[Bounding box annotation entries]
■ ■ ■ ■ ■

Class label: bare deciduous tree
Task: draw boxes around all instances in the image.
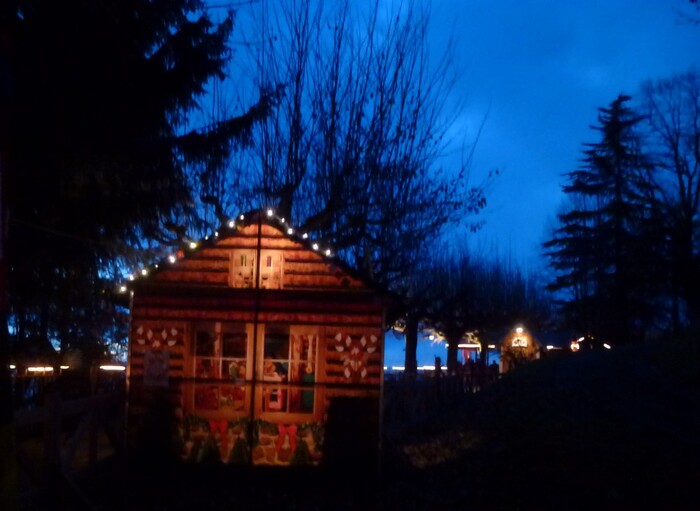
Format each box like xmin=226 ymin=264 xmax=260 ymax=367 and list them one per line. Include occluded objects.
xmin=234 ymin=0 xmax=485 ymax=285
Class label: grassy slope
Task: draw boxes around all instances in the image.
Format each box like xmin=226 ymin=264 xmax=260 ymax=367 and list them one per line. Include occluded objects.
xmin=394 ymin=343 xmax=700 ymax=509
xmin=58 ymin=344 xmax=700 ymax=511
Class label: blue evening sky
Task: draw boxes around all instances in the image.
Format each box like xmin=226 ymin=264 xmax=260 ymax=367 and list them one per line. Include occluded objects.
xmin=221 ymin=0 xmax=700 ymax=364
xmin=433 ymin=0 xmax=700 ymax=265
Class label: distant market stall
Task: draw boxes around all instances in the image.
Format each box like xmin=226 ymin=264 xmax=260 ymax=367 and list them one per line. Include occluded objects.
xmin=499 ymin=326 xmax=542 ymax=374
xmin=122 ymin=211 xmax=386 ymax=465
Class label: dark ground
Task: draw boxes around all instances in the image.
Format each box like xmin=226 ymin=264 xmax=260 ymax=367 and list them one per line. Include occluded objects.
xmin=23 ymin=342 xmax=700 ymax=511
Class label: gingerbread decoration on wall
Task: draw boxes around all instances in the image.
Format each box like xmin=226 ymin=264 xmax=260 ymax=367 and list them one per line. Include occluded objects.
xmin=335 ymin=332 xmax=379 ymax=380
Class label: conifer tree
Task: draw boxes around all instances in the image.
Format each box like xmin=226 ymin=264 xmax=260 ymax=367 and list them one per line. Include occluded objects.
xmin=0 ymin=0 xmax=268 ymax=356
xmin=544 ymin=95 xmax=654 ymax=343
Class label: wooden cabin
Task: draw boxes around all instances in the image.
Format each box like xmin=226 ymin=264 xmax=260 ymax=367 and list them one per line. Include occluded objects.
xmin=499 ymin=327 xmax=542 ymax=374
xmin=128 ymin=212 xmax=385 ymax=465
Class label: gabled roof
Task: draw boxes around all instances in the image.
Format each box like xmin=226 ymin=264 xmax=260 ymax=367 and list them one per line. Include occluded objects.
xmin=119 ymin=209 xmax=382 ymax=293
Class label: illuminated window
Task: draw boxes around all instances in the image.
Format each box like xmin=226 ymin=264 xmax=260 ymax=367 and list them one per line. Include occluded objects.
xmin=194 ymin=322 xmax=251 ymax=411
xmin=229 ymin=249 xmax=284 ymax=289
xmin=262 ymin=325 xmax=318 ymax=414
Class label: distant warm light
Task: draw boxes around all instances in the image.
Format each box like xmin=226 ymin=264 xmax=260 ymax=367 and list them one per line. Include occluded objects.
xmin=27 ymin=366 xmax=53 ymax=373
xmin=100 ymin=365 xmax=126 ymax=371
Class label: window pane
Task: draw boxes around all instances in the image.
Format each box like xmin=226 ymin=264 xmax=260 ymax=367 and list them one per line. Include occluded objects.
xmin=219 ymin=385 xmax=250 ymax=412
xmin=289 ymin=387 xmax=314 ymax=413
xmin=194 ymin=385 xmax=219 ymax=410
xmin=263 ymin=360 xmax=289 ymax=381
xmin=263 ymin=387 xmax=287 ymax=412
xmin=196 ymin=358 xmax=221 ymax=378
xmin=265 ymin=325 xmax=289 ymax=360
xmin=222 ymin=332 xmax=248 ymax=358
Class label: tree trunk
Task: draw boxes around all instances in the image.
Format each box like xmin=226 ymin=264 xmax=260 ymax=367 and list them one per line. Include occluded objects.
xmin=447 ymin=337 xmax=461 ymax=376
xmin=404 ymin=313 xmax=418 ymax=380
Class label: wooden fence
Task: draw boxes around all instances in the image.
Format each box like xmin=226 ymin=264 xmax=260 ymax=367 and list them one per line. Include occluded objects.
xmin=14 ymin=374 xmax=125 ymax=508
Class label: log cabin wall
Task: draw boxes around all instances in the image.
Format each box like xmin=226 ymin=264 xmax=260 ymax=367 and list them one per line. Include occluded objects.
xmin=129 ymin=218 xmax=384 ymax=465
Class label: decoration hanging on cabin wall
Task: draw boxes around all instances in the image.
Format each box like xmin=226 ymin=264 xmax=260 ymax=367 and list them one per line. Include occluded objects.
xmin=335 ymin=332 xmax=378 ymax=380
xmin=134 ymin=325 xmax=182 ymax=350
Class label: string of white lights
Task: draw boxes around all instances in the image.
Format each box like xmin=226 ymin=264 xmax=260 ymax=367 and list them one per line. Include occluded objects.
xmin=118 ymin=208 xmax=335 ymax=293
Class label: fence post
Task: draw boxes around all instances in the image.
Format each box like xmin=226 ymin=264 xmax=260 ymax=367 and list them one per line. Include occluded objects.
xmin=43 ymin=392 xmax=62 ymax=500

■ ■ ■ ■ ■

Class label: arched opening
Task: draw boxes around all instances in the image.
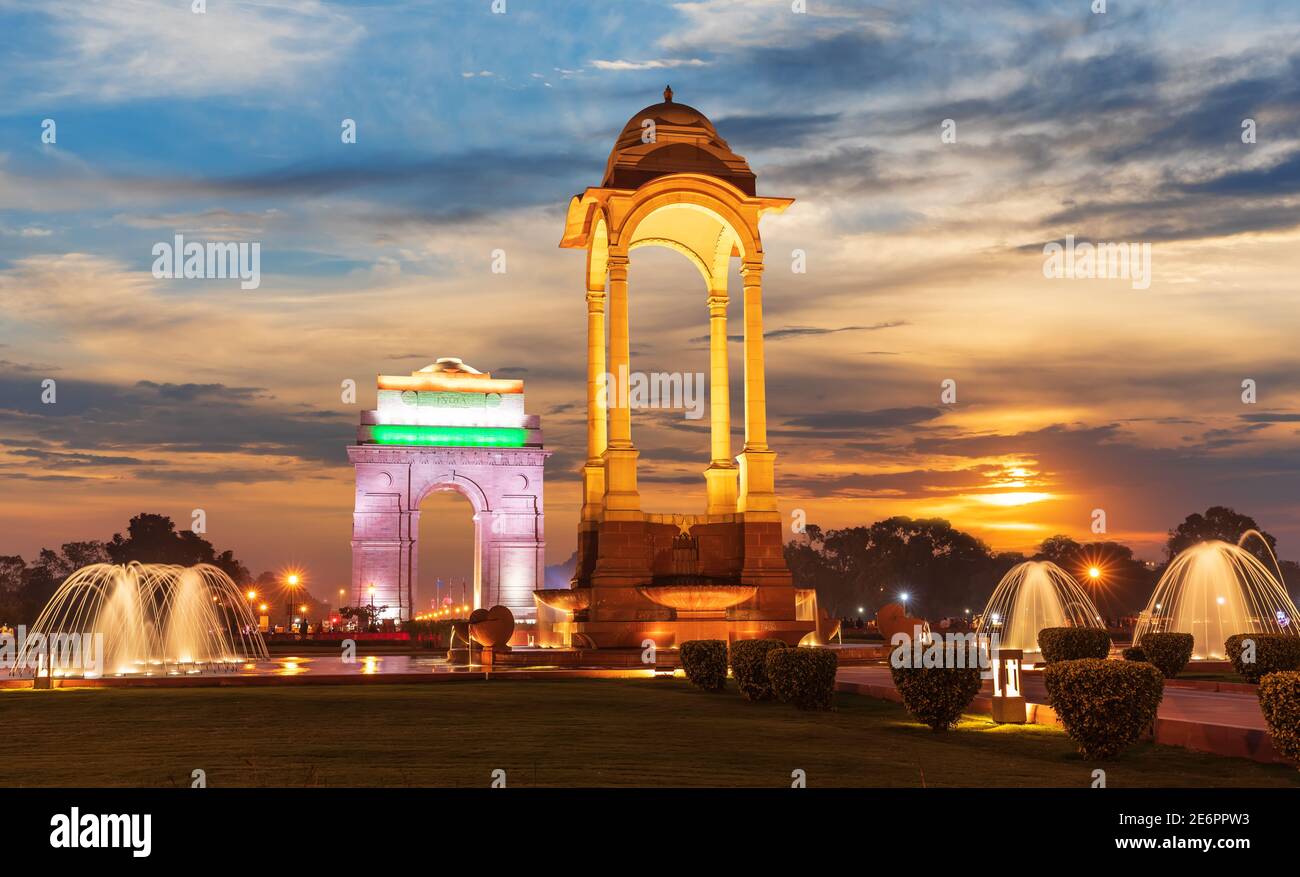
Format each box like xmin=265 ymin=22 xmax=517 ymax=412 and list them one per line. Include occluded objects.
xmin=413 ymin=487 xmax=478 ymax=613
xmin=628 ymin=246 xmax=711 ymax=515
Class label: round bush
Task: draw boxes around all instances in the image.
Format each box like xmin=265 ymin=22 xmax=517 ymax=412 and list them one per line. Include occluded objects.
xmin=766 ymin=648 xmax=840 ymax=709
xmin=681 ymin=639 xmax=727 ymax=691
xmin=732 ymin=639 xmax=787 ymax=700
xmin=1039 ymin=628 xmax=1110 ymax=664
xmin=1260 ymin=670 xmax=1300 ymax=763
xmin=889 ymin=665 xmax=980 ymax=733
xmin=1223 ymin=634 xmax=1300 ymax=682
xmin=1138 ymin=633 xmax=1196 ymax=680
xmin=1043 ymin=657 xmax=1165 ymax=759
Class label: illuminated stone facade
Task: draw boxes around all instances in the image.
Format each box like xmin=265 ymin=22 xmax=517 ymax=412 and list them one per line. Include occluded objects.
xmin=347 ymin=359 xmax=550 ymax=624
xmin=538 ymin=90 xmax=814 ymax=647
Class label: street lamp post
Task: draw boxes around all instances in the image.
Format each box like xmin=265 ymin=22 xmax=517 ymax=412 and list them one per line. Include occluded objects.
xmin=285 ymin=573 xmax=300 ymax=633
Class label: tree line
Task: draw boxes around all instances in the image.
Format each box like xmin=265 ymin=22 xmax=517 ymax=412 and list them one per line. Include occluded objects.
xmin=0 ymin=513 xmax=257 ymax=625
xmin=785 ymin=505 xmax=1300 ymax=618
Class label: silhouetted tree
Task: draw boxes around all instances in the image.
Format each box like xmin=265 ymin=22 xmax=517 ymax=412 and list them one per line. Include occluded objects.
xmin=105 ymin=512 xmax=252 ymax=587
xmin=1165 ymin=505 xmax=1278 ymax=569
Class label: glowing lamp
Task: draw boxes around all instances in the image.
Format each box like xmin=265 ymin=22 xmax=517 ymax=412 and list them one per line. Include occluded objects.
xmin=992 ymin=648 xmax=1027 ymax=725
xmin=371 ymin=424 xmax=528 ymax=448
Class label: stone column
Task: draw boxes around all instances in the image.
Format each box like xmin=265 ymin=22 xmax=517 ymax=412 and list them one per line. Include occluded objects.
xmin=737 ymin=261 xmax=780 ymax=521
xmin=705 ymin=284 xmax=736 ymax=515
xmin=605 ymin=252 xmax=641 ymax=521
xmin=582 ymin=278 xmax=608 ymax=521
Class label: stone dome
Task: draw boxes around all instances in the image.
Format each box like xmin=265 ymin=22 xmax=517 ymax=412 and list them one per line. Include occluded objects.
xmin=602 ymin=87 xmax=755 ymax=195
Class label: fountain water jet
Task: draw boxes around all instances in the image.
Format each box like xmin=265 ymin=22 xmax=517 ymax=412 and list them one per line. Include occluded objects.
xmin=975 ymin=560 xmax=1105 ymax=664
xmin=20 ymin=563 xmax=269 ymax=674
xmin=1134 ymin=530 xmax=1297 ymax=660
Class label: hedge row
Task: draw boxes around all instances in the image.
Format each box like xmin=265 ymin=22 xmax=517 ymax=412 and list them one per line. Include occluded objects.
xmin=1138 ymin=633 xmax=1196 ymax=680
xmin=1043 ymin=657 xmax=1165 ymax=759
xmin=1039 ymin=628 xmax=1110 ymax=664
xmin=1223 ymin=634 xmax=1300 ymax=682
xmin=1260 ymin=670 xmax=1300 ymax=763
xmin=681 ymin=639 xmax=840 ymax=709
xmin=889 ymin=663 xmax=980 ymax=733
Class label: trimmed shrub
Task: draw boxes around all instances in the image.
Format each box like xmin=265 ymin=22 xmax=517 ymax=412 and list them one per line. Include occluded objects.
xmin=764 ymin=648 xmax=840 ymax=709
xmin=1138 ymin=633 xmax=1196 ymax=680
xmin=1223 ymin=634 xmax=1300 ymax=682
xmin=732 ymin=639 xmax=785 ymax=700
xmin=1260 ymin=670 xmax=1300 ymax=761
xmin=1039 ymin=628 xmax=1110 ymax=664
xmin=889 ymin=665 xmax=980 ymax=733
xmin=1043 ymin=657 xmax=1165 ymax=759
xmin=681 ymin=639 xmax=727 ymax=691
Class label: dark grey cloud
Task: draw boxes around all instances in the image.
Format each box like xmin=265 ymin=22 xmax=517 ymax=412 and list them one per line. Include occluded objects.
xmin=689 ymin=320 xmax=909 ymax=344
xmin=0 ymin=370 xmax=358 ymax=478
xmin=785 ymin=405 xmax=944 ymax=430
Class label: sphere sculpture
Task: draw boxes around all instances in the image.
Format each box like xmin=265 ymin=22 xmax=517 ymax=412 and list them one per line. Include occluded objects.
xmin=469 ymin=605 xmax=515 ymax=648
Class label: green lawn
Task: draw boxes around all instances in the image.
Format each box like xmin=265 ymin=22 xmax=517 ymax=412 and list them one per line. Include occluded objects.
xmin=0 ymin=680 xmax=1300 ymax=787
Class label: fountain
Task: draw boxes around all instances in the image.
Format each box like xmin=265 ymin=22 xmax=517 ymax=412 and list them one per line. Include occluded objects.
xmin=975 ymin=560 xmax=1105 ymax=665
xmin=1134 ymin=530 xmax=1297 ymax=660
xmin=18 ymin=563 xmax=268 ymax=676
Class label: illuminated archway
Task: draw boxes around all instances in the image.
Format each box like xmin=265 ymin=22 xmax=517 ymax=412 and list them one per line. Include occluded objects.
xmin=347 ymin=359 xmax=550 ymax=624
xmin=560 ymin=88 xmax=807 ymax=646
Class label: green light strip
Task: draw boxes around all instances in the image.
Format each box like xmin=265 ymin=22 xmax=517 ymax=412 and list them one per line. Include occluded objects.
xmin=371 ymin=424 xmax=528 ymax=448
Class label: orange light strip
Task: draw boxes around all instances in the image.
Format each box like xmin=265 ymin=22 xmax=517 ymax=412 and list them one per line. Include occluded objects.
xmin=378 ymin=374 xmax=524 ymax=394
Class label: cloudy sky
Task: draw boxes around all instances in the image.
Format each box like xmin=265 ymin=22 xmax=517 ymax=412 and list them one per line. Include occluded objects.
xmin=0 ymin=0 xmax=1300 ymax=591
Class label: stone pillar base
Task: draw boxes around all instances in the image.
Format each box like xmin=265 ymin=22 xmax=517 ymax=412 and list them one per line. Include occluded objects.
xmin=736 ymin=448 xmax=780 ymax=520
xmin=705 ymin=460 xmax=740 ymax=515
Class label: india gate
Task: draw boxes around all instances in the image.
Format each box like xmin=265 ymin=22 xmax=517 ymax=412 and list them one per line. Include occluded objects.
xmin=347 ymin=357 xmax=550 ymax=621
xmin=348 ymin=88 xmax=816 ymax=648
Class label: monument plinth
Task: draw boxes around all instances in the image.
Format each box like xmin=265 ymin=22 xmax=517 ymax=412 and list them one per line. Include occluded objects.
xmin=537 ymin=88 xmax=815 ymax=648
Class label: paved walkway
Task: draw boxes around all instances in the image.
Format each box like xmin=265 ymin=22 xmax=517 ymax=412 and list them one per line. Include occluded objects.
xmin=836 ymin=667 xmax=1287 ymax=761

■ ■ ■ ■ ■

* _What you are asked to do_
Revise the listing from the line with "Class label: fence post" up to and including the line with "xmin=43 ymin=392 xmax=62 ymax=500" by replacing "fence post" with "boundary post", leaving everything else unchanged. Return only those revised lines.

* _Finished task_
Class label: boundary post
Task: draw boxes around all instances in the image.
Format each box like xmin=226 ymin=264 xmax=260 ymax=367 and list them one per line. Include occluded objects.
xmin=43 ymin=392 xmax=62 ymax=500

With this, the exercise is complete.